| Supplied passage |
During baseline, percent time in all three vigilance states was similar in TXC and RD animals (Figure 1). Repeated-measures ANOVA of group-by-day effects for each of the vigilance states demonstrated a difference in REMS proportions in the two groups, but no significant SWS or WAKE differences were uncovered (REMS, F = 604.8, p = 0.0001; WAKE, F = 2.25, NS; SWS, F = 0.2, NS). The RD group experienced a reduction in REMS to 2% of recording time on the first day and to 11% on the sixth day (Figure 1). REMS was reduced overall by 80% from baseline values in the RD animals. Early in the REMSD period, the amount of lost REMS tended to be replaced by WAKE. Toward the end of REMSD, the trend in the direction of compensatory WAKE time progressively gave way to a non-significant increase in SWS.

| How to complete this task |
List each vigilance state named in the passage on vigilance states, along with the F value reported for it.

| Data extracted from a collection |
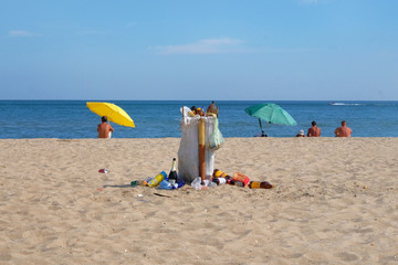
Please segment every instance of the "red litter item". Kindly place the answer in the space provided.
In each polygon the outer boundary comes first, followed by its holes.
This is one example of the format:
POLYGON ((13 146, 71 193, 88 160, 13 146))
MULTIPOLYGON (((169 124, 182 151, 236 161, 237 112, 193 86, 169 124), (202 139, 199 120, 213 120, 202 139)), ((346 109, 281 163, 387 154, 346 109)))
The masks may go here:
MULTIPOLYGON (((235 181, 235 184, 237 184, 237 182, 241 182, 243 184, 243 187, 245 187, 250 181, 248 176, 240 173, 240 172, 235 172, 233 174, 233 180, 235 181)), ((238 186, 240 186, 240 184, 238 184, 238 186)))
POLYGON ((107 169, 100 169, 98 172, 100 172, 100 173, 107 173, 108 170, 107 170, 107 169))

| Answer area |
REMS: F = 604.8
WAKE: F = 2.25
SWS: F = 0.2